> **What to work on**:
Find the line holding "wooden headboard in" in the entries below. Give it again exactly, along with every line after it up to and including the line holding "of the green".

(Saved entries)
::::::

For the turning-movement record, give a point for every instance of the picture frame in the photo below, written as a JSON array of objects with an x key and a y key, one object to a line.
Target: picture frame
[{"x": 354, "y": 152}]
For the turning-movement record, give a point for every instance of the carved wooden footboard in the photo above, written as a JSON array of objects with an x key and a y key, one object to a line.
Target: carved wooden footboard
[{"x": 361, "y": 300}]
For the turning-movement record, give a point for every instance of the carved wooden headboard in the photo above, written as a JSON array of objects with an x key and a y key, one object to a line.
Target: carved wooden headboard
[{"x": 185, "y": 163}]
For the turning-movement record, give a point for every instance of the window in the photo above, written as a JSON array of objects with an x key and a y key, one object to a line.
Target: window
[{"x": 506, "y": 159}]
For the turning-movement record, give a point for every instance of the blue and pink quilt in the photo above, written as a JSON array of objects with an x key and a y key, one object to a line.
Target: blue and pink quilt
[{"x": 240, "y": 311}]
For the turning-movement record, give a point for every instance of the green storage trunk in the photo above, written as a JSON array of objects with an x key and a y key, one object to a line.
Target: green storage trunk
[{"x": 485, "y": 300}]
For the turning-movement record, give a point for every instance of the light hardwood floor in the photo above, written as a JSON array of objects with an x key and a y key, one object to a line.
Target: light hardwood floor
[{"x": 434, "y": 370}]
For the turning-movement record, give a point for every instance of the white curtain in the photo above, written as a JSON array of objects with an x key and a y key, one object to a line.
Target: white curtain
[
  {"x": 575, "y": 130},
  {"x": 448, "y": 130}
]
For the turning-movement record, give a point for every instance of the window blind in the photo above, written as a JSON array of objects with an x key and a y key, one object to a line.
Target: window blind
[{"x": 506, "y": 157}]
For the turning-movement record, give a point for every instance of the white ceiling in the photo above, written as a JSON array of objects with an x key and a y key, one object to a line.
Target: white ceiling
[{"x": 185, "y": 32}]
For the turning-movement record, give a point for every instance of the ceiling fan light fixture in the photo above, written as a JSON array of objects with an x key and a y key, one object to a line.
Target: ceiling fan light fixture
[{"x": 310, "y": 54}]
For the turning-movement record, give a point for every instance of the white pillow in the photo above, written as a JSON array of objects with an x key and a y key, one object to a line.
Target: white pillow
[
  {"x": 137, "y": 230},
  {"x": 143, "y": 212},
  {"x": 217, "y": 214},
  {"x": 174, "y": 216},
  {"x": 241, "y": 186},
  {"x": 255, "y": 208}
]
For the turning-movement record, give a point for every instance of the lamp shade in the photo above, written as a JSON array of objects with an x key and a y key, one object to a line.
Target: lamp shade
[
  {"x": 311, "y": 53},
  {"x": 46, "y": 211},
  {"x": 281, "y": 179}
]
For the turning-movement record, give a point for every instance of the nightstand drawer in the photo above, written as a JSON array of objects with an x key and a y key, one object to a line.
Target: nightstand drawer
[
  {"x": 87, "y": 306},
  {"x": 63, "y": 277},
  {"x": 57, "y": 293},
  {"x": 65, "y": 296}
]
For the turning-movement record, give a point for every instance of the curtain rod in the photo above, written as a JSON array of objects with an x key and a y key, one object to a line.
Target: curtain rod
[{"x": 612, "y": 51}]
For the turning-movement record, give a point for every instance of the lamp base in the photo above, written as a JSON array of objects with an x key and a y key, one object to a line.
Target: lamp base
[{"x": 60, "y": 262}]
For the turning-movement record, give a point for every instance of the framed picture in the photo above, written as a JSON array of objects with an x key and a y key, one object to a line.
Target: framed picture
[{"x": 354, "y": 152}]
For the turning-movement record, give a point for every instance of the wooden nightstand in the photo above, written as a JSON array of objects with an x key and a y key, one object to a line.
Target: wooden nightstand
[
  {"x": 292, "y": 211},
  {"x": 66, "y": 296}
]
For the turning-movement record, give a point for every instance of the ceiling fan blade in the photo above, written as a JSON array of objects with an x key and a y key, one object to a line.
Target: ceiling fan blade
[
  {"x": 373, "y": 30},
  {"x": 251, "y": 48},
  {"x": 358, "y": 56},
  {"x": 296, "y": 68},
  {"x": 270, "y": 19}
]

::::::

> **Result for this task**:
For the turning-movement record, give a point for every instance of the carved wooden headboard in the photo above, written as a JSON array of objects with an x key and a y key, one object to a line.
Target: carved wooden headboard
[{"x": 185, "y": 163}]
For the turning-movement record, give a point for every instance of the window in the photo above, written as a JSON array of objects with an x key and a y key, one object to a line.
Target: window
[{"x": 506, "y": 159}]
For the turning-movement record, give a point for every instance of the blue and pink quilt in the photo above, written as a JSON array of objects with an x key and a y key, one object to a line.
Target: blue and pink quilt
[{"x": 240, "y": 311}]
For the turning-movement record, give a point for every instance of the green storage trunk in the photo above, written as a JSON array of objects with an x key and a y key, one object to a line.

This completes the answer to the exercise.